DYNA2000

いわずと知れたDYNA2000です、トリプル、6発用に3000、レース用に4000

なんてーのも有るみたいです。

最初に出たのは1998年頃で、もうかなりの知名度なんで、どんな物なのかは詳しく紹介はしません。

点火の制御と、タコメーターの信号をある程度自由にいじれるリプレイスイグナイターです

火花も純正よりは強く、ノーマルコイル+イリジウムとの組合せで強すぎることも無く程良いです

点火時期の調整は、付属の金具だとアバウトなので、ダイヤルゲージと全周分度器で出してます。

   

因みにA/Fが決まるとキツネ色では無く白っぽくなります。

今、このイグナイターにちょっとした噂が出てたりします。

「DYNA2000は加熱してパンクする」と。

常識的な設置場所に付ければ実際にはそんなに加熱しません。

ショップでもはっきりしないトラブルが原因でDYNAから、ウオタニに変更するのが主流みたいです

これにはちゃんとした原因があります

知らない方が大半です。

私の手元に何故かダイナの本体が4つ予備で有ります

車体に付いてるの含めると5個です

経緯はどうあれ、結果から言いますと全部使えます。

しかし、失火する、パンクするジャンク品と診断された代物です

中には最新型のPCに接続してマップ書き込める物も有ります

当然二束三文で買いました。

本体の外側ケースが欲しくて買ったのですが結果的に全部本体モジュールは

異常なしで切開できませんでした。

  

実際に乗って、確認もしましたし、夏場の連続4時間の仮想運転試験でも失火はありませんでした。

じゃ何故そう診断されたのでしょうね?

このコネクターがひとつの原因です。

配線も誤配線して論外ですねこれは

ハーネスのキット付属の物ですが、これ3.5インチIDEのHDDと同じコネクタなんですね。

ペリフェラル4ピンコネクタというらしいです

これ、HDDのコネクタ同様、付け外し数回で金具の口がバカになってガバガバになり

結果接触不良起こします。

あと、防水でないので、水気でリークも起こします。

ココに通る線は、信号線なのでノイズや接触不良が出ると点火にまともに影響します

デイトナ等の高級防水コネクタで対策して解決です。

後、これは本体と切り離して考えてますが、コイルです。

点火系だけで4〜5A消費してます。

回転数にして5000回転です。

結構消費してます。

序にコイル単体もアッチッチです触った感じ70度以上あります

エンジン回ってないのに。

3Ωの純正コイルでもかなり加熱するのでダイナ付属の2.2Ωだとさらにです

コイルは消耗品です。

因みに、冷間と、温間で1.5Ωぐらい直流抵抗変動します。

診断時、温度は揃えて計測してください。

次に、ピックアップ自体の寿命。

これ、モーターで仮想運転してますが、いくつかのピックは死んでました

オシロに繋ぐと綺麗な波形が本来は出ます

ピックの赤線に12Vを送り黒が接地、マグネットが通ると青線に1.4番、白線に2番、3番の信号がでます

ダイナのピックアップ信号は5Vの短形波です。

逆をかえせばクランクトリガーに繋がる、コネクタの赤線に12Vが出てなければ本体の故障です。

滅多にありませんけどね。
————
## 課題
DYNA2000についての文章のうち、「最初に出たのは1998年頃で」から「因みにA/Fが決まるとキツネ色では無く白っぽくなります。」までのすべてを、一字一句たがえずに書き写しなさい。 以下の一覧は、DYNA2000についての文章とは別の資料です。

[画像セグメンテーションの項目]
————
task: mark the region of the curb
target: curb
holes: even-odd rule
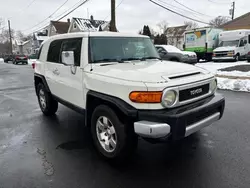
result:
[[[247,76],[227,76],[227,75],[215,75],[218,78],[229,78],[229,79],[239,79],[239,80],[250,80],[250,77]]]

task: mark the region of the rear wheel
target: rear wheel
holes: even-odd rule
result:
[[[239,61],[239,59],[240,59],[240,55],[239,55],[239,54],[237,54],[237,55],[234,57],[234,62]]]
[[[138,137],[132,126],[122,123],[108,106],[96,107],[91,118],[91,133],[99,154],[108,160],[121,160],[137,146]]]
[[[46,90],[42,83],[37,85],[37,97],[41,111],[46,116],[54,115],[58,109],[58,102]]]

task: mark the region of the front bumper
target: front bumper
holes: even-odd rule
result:
[[[140,110],[135,133],[145,138],[179,140],[219,120],[224,106],[225,99],[216,94],[174,109]]]
[[[213,57],[213,60],[217,60],[217,61],[222,61],[222,60],[234,60],[235,57],[234,56],[224,56],[224,57]]]
[[[185,58],[185,59],[182,59],[182,62],[183,63],[189,63],[189,64],[195,64],[197,63],[197,58]]]

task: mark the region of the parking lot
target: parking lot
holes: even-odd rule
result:
[[[250,94],[222,91],[221,121],[176,144],[139,141],[113,166],[93,149],[83,116],[59,106],[40,112],[30,65],[0,63],[0,187],[197,187],[250,185]]]

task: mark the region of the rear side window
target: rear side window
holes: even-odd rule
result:
[[[73,38],[73,39],[63,40],[62,52],[63,51],[74,52],[75,66],[80,66],[81,48],[82,48],[82,38]]]
[[[61,52],[62,40],[55,40],[50,43],[47,61],[53,63],[60,62],[60,52]]]
[[[40,59],[42,48],[43,48],[43,45],[39,48],[39,51],[37,53],[37,59]]]

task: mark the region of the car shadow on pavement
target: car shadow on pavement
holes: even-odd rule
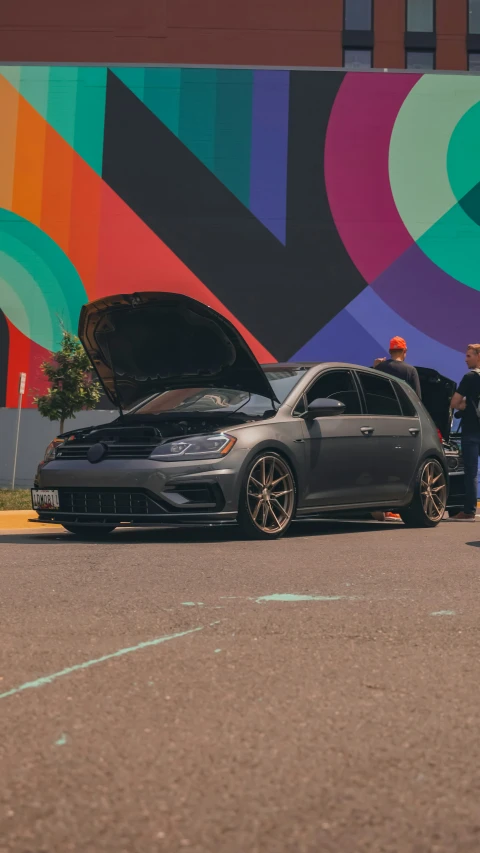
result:
[[[290,530],[284,539],[276,539],[270,542],[272,545],[279,545],[282,541],[289,539],[298,539],[299,537],[316,537],[316,536],[332,536],[340,533],[366,533],[382,530],[405,531],[407,528],[398,522],[363,522],[363,521],[335,521],[335,520],[314,520],[314,521],[299,521],[292,524]],[[2,533],[0,535],[0,548],[2,545],[35,545],[36,547],[42,544],[49,545],[73,545],[78,546],[95,544],[97,547],[108,548],[109,545],[138,544],[158,542],[178,542],[198,543],[205,542],[241,542],[245,541],[235,525],[225,525],[224,527],[168,527],[168,528],[117,528],[117,530],[108,536],[106,539],[96,540],[77,539],[74,535],[67,533],[61,527],[59,530],[48,531],[18,531],[11,533]],[[252,540],[249,540],[252,542]],[[264,544],[265,540],[260,540]]]

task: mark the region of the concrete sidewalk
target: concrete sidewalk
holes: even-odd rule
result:
[[[34,509],[4,509],[0,512],[0,530],[42,530],[45,527],[57,528],[58,524],[32,524]]]

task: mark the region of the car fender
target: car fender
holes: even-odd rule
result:
[[[283,456],[284,459],[290,465],[292,469],[292,474],[295,479],[295,485],[297,488],[297,503],[300,500],[300,495],[303,494],[305,490],[305,445],[301,442],[297,442],[298,446],[298,454],[295,456],[295,453],[292,451],[285,442],[280,441],[275,438],[265,438],[263,441],[259,441],[252,447],[245,455],[245,459],[243,460],[242,465],[238,469],[238,474],[236,478],[236,491],[240,494],[240,489],[242,487],[243,481],[245,479],[246,472],[255,459],[262,451],[264,450],[273,450],[278,453],[280,456]]]

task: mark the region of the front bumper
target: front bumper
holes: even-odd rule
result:
[[[230,456],[230,455],[229,455]],[[233,451],[232,451],[233,456]],[[58,509],[38,520],[59,524],[208,524],[235,521],[242,458],[159,463],[154,460],[53,460],[40,489],[56,489]]]

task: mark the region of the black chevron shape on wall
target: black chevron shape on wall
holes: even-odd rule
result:
[[[280,361],[366,287],[325,189],[325,134],[342,79],[290,74],[284,246],[108,72],[103,179]]]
————
## 解答
最初に出たのは1998年頃で、もうかなりの知名度なんで、どんな物なのかは詳しく紹介はしません。

点火の制御と、タコメーターの信号をある程度自由にいじれるリプレイスイグナイターです

火花も純正よりは強く、ノーマルコイル+イリジウムとの組合せで強すぎることも無く程良いです

点火時期の調整は、付属の金具だとアバウトなので、ダイヤルゲージと全周分度器で出してます。

   

因みにA/Fが決まるとキツネ色では無く白っぽくなります。